Exercise prompt:
How many lines in the records below contain the word "Return"? Case counts. Reply with the number alone.

--- BEGIN ---

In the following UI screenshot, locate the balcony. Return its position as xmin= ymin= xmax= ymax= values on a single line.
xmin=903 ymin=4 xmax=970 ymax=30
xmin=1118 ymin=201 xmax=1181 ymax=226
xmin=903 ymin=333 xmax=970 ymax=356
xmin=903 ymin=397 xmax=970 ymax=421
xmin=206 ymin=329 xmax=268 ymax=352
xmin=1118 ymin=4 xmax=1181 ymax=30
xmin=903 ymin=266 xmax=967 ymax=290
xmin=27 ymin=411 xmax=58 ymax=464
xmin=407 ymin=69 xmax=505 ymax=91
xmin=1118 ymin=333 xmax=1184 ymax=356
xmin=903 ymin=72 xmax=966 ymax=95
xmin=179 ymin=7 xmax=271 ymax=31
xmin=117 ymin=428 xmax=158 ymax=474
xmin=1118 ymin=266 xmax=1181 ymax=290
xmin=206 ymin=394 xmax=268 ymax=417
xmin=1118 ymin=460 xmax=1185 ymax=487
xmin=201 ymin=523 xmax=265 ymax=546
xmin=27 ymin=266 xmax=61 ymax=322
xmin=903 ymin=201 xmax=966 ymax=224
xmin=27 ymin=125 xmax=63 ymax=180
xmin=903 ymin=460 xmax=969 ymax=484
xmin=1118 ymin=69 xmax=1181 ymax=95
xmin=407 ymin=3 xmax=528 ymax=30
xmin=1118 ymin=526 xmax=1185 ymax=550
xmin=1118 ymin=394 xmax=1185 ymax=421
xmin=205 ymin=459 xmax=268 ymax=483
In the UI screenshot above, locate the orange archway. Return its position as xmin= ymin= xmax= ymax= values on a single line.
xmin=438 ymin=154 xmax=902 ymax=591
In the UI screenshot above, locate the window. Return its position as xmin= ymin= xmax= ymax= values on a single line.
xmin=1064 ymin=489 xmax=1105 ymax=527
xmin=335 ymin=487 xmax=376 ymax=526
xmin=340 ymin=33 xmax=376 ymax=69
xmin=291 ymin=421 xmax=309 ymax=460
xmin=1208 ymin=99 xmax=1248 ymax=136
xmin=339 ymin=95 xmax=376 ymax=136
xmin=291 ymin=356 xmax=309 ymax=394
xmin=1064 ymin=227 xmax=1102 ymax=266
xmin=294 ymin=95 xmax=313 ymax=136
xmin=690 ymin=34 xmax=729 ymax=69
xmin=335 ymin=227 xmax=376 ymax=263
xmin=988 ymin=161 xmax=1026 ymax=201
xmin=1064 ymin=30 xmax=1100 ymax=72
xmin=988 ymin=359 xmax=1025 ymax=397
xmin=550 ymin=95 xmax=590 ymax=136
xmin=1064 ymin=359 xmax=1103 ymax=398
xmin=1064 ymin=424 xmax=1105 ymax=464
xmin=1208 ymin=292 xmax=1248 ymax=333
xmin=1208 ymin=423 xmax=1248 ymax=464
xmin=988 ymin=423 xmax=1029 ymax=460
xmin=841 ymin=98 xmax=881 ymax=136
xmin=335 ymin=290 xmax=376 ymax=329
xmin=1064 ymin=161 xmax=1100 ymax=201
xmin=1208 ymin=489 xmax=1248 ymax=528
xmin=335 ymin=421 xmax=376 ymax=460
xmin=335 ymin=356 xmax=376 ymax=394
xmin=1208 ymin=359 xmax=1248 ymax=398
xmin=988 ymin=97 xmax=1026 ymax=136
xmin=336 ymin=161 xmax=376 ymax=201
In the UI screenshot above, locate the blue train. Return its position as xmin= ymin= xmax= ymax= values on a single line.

--- END ---

Complete output:
4